* START SELECTED EXCERPT *
To improve code execution speed, use Single Instruction Multiple Data (SIMD), which enables processors to execute a single instruction on multiple data points. This parallel computation is enabled by using computational instructions and data management instructions. The computational instructions enable operations such as arithmetic operations on data that is stored in vector registers. The data management instructions enable movement and organization of data from the registers.
SIMD is available on instruction sets such as Intel SSE
, Intel
AVX
, and Inlined ARM NEON Intrinsics
. To generate code that
contains SIMD instructions, select the appropriate code replacement library. The supported
data types are single
, double
, int8
,
int16
, int32
, and int64
.
SIMD availability for MATLAB® functions and operations and the code replacement library for the target hardware is as shown in the table.
Mathematical Functions | MATLAB Functions | Intel SSE | Intel AVX | Intel AVX-512 | Inlined ARM NEON Intrinsics |
---|---|---|---|---|---|
Addition | + | Supports single , double ,
int8 , int16 , int32 , and
int64 | Supports single , double ,
int8 , int16 , int32 , and
int64 | Supports single and double | Supports single
|
Subtraction | -
| Supports single , double ,
int8 , int16 , int32 , and
int64 | Supports single , double ,
int8 , int16 , int32 , and
int64 | Supports single and double | Supports single
|
Multiplication | .* | Supportssingle , double ,
int16 , and int32 | Supportssingle , double ,
int16 , and int32 | Supportssingle and double | Supports single
|
Division | ./ | Supports single and double | Supports single and double | Supports single and double | Not supported |
Square Root | sqrt | Supports single and double | Supports single and double | Supports single and double | Not supported |
Rounding Up | ceil | Supports single and double | Supports single and double | Not supported | Not supported |
Rounding Down | floor | Supports single and double | Supports single and double | Not supported | Not supported |
SIMD code generation is also supported for some system objects in the DSP System Toolbox
such as dsp.FIRFilter
(DSP System Toolbox), dsp.FIRDecimator
(DSP System Toolbox),
dsp.FIRInterpolator
(DSP System Toolbox),
and dsp.LMSFilter
(DSP System Toolbox).
* END SELECTED EXCERPT *
* START EXCERPTED DATA *
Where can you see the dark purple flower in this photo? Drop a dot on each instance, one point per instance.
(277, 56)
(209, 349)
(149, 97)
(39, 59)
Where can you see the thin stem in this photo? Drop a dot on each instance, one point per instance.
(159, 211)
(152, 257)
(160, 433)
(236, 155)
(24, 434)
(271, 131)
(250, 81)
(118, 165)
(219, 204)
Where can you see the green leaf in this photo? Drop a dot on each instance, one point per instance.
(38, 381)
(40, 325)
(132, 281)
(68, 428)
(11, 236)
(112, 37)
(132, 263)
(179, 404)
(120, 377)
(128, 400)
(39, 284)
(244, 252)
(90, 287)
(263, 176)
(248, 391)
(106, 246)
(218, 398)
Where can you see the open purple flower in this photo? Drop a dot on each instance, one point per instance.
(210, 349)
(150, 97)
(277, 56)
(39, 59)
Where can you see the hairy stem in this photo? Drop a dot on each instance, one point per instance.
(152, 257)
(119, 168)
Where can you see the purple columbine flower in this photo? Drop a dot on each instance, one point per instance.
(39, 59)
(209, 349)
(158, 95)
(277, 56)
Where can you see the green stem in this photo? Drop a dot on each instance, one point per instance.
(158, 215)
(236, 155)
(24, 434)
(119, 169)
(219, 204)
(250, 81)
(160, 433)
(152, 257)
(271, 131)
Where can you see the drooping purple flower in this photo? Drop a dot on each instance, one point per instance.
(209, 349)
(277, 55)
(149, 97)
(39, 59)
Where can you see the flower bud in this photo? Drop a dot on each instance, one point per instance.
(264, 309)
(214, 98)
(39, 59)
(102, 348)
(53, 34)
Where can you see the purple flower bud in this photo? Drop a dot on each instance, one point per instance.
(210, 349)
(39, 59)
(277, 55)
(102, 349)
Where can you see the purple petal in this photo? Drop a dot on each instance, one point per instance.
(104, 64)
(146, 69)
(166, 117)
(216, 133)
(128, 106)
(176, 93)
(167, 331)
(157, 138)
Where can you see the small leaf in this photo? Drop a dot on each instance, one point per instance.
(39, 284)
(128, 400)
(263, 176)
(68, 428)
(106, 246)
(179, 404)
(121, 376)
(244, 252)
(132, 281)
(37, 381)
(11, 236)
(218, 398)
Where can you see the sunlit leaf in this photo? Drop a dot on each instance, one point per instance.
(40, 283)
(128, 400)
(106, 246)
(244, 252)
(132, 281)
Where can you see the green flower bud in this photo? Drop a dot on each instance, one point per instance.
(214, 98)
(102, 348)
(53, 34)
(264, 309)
* END EXCERPTED DATA *
■ **AIM OF THE TASK**:
Which supported data types does the SIMD text name? The items aren't needed for this.

■ **REPLY TO THE EXERCISE**:
single, double, int8, int16, int32, int64